_STATED EXERCISE:_ Convert the lines from the one containing "Every instance of the hazy" through the last line, inclusive, into a JSON list of strings with one string per line, skipping blank lines and leaving the pictures out.

------------

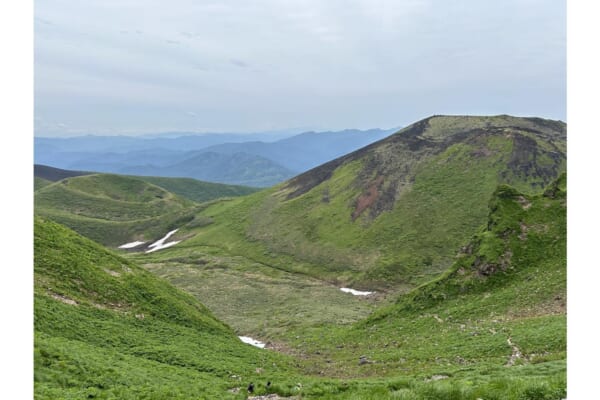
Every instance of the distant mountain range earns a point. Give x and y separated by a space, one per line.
223 158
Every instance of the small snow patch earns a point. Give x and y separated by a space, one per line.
355 292
160 244
251 341
131 245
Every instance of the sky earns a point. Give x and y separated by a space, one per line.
134 67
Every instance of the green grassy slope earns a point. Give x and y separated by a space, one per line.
196 190
39 183
393 213
492 326
105 328
113 209
499 312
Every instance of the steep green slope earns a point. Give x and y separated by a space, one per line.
498 314
39 183
393 213
113 209
105 328
198 190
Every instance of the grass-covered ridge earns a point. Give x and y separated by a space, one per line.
196 190
492 326
393 213
113 209
106 328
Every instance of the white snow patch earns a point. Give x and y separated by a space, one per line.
160 244
251 341
130 245
355 292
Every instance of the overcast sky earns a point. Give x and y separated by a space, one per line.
136 67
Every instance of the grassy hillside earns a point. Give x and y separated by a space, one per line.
39 183
393 213
492 326
105 328
234 169
198 191
113 209
498 314
55 174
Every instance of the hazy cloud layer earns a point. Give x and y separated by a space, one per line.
146 66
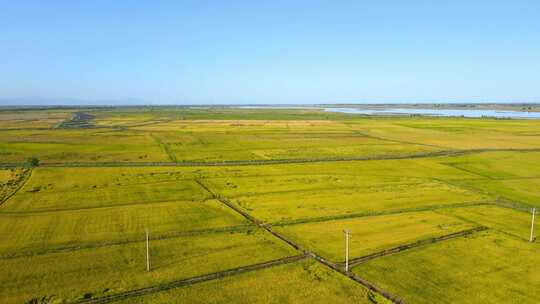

------------

_FINISHED TASK:_
[
  "Every instance of the hazy cloud layer earns a point. Give x and y separated by a space, one per line.",
  "146 66"
]